> Sorun Tanımı 1: Aşağıdaki listenin başından başlayıp "(1016, 699)" ifadesini içeren satırda biten kısmını, iki ucu da dahil olmak üzere, harfi harfine tekrar yazın. Resimleri yanıta koymayın.

> Alıntı:
================

Emsal Mahkeme Kararı İzmir 1. Asliye Ticaret Mahkemesi 2021/717 E. 2022/112 K. 11.02.2022 T.

Görüntülediğiniz mahkeme kararı kesinleşmiş bir karardır.

T.C.
İZMİR
1. ASLİYE TİCARET MAHKEMESİ

ESAS NO : 2021/717
KARAR NO : 2022/112

DAVA : İtirazın İptali
DAVA TARİHİ : 15/06/2020
KARAR TARİHİ : 11/02/2022

Davacı tarafından davalı aleyhine açılan İtirazın İptali davasının mahkememizde yapılan açık yargılaması sonunda, tüm dosya incelendi.

================

> İşlenecek Liste:

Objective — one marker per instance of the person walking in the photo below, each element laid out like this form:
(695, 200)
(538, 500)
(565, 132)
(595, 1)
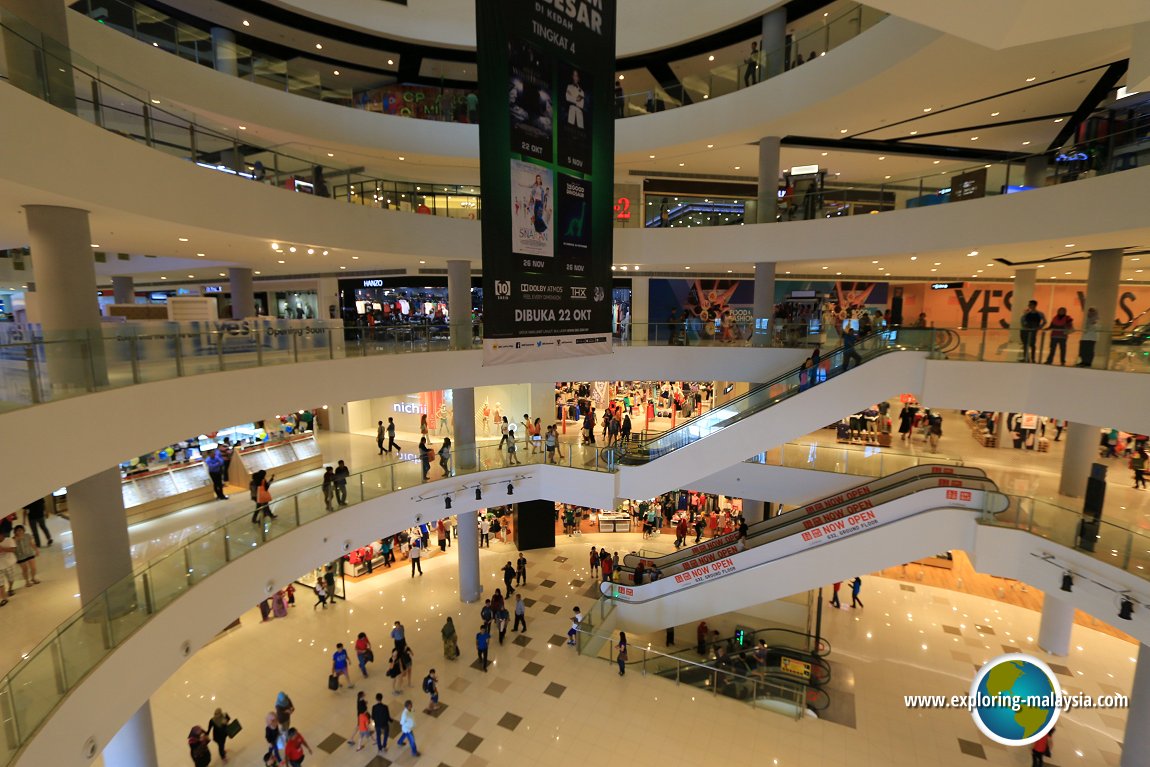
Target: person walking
(293, 748)
(482, 639)
(1060, 324)
(329, 488)
(339, 666)
(217, 730)
(381, 718)
(450, 639)
(391, 436)
(340, 481)
(1090, 329)
(363, 652)
(407, 728)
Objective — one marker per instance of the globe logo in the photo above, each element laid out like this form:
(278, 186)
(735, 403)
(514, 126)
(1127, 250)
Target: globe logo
(1016, 699)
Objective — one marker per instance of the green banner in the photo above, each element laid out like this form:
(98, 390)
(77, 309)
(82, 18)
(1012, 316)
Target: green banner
(546, 167)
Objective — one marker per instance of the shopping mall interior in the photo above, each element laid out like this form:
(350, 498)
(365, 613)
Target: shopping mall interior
(756, 496)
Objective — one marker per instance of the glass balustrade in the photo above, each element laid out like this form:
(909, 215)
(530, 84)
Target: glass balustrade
(36, 685)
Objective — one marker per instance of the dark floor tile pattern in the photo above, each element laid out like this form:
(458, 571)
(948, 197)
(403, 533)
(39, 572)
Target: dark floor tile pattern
(469, 743)
(510, 721)
(331, 743)
(972, 749)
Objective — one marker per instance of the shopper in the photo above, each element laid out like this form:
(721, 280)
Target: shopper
(198, 744)
(431, 687)
(576, 620)
(445, 455)
(293, 749)
(339, 666)
(407, 728)
(450, 639)
(33, 518)
(363, 652)
(214, 463)
(1030, 322)
(329, 488)
(217, 730)
(482, 639)
(1090, 329)
(1060, 324)
(381, 716)
(25, 554)
(340, 481)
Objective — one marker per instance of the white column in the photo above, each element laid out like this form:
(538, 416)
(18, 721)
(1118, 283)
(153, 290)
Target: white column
(459, 303)
(223, 51)
(1102, 293)
(1056, 626)
(135, 744)
(123, 290)
(243, 294)
(764, 308)
(1136, 743)
(768, 179)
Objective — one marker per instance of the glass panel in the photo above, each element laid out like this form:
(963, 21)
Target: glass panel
(84, 639)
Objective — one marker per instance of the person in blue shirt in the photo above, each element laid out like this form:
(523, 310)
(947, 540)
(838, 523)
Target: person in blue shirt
(481, 644)
(339, 665)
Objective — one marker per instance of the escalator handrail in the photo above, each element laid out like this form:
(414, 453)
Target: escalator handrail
(993, 491)
(866, 354)
(881, 484)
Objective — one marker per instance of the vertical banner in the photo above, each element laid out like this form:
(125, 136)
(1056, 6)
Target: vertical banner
(546, 166)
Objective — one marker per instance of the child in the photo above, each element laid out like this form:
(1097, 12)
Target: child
(25, 554)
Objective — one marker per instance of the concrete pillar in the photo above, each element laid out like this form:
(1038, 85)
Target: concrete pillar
(768, 179)
(764, 303)
(1102, 293)
(66, 305)
(1056, 626)
(135, 744)
(641, 309)
(37, 52)
(123, 290)
(774, 44)
(1034, 173)
(1080, 453)
(459, 303)
(753, 511)
(96, 509)
(243, 294)
(1136, 743)
(223, 51)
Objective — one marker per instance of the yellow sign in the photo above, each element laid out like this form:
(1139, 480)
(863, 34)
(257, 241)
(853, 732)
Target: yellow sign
(798, 668)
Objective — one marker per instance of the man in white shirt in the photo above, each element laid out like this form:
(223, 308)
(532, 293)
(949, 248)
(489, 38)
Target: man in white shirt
(407, 728)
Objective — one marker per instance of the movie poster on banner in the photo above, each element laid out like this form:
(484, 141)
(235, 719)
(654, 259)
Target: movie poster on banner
(546, 152)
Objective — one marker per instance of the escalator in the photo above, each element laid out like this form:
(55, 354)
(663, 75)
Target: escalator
(833, 507)
(829, 539)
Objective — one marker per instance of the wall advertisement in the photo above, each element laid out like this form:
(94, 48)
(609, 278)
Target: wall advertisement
(546, 148)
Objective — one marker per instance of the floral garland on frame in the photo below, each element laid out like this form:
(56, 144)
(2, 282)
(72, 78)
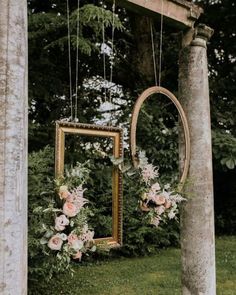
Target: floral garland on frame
(159, 203)
(66, 230)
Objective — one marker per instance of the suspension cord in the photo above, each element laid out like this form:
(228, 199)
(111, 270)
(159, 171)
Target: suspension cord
(77, 60)
(69, 58)
(112, 44)
(161, 41)
(153, 53)
(104, 62)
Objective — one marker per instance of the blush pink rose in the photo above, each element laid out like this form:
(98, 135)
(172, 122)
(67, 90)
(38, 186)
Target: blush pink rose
(160, 210)
(55, 243)
(78, 255)
(155, 187)
(61, 222)
(69, 209)
(72, 238)
(63, 192)
(167, 204)
(159, 199)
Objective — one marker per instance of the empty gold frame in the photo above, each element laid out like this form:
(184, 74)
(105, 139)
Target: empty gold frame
(114, 133)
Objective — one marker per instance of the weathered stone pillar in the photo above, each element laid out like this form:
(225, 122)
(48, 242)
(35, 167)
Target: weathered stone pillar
(197, 216)
(13, 147)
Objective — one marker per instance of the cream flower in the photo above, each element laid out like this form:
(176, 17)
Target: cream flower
(55, 243)
(72, 238)
(160, 209)
(69, 209)
(149, 172)
(171, 214)
(74, 242)
(167, 204)
(155, 221)
(61, 222)
(78, 255)
(63, 192)
(159, 199)
(155, 187)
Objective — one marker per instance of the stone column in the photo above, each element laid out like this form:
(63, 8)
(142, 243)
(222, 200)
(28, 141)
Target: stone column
(13, 147)
(197, 216)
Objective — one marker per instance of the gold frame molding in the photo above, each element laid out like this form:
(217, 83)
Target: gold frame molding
(134, 120)
(63, 128)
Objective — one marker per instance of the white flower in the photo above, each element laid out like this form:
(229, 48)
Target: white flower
(160, 209)
(55, 242)
(105, 49)
(155, 187)
(63, 236)
(61, 222)
(155, 221)
(77, 245)
(172, 214)
(149, 172)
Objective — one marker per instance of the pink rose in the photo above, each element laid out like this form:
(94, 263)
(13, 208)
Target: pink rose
(61, 222)
(74, 242)
(167, 204)
(55, 242)
(69, 209)
(78, 255)
(155, 187)
(72, 238)
(160, 209)
(155, 221)
(63, 192)
(159, 199)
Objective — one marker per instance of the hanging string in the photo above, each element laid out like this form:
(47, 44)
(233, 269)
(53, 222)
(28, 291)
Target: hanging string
(112, 57)
(153, 54)
(112, 44)
(69, 57)
(77, 60)
(104, 62)
(161, 41)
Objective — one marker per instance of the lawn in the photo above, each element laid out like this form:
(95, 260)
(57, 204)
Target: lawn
(159, 274)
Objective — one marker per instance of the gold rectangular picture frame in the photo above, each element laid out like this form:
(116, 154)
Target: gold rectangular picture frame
(116, 134)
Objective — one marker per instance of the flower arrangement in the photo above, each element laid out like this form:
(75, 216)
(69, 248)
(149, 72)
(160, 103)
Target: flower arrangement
(160, 203)
(66, 230)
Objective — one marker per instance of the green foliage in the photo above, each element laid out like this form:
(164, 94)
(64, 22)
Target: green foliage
(157, 274)
(45, 259)
(139, 236)
(41, 169)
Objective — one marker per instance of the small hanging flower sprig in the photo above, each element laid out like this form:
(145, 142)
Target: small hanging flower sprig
(67, 234)
(160, 202)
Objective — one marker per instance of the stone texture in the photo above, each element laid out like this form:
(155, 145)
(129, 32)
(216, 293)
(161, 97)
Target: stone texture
(197, 215)
(13, 147)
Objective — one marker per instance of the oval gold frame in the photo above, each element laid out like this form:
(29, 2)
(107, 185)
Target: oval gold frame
(134, 119)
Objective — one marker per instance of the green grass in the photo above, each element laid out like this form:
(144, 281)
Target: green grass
(159, 274)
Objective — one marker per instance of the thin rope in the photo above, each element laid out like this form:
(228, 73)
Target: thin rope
(112, 44)
(69, 57)
(104, 62)
(161, 41)
(153, 54)
(112, 59)
(77, 61)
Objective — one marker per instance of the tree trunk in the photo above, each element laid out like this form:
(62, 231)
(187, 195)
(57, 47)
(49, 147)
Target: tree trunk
(197, 216)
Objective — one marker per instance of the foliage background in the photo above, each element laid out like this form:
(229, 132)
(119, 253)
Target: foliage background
(157, 129)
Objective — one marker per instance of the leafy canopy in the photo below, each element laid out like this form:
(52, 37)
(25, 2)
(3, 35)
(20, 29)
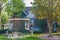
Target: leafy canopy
(47, 9)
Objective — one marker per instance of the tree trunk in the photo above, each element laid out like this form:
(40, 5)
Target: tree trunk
(2, 26)
(49, 22)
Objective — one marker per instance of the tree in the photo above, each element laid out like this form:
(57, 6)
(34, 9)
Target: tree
(49, 9)
(15, 7)
(11, 7)
(4, 19)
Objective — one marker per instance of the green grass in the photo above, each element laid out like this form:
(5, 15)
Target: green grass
(26, 38)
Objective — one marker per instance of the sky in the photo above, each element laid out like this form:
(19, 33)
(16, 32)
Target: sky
(28, 2)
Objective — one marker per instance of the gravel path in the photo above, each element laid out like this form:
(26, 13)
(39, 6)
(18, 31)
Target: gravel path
(45, 36)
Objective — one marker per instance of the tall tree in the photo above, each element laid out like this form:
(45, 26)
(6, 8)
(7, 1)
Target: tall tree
(4, 19)
(11, 7)
(49, 9)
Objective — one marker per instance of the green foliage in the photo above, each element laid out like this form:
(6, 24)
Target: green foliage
(15, 6)
(27, 38)
(4, 18)
(47, 9)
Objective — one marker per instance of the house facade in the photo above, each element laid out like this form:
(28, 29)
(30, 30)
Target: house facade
(22, 23)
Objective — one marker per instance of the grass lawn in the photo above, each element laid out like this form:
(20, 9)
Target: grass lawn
(27, 38)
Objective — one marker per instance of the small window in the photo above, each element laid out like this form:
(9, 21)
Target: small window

================

> Sorun Tanımı 2: Yukarıdaki mahkeme kararının "ESAS NO : 2021/717" ile başlayıp "tüm dosya incelendi." ile biten kısmını, "İtirazın İptali" yerine "Alacak" koyarak yeniden yazın.

> Görev Yanıtı 1:
Objective — one marker per instance of the person walking in the photo below, each element laid out like this form:
(695, 200)
(538, 500)
(565, 132)
(595, 1)
Target: person walking
(293, 748)
(482, 639)
(1060, 324)
(329, 488)
(339, 666)
(217, 730)
(381, 718)
(450, 639)
(391, 436)
(340, 481)
(1090, 329)
(363, 652)
(407, 728)
Objective — one marker per instance of the globe logo in the photo above, each element laid out like this form:
(278, 186)
(735, 403)
(514, 126)
(1127, 250)
Target: globe logo
(1016, 699)

> Görev Yanıtı 2:
ESAS NO : 2021/717
KARAR NO : 2022/112

DAVA : Alacak
DAVA TARİHİ : 15/06/2020
KARAR TARİHİ : 11/02/2022

Davacı tarafından davalı aleyhine açılan Alacak davasının mahkememizde yapılan açık yargılaması sonunda, tüm dosya incelendi.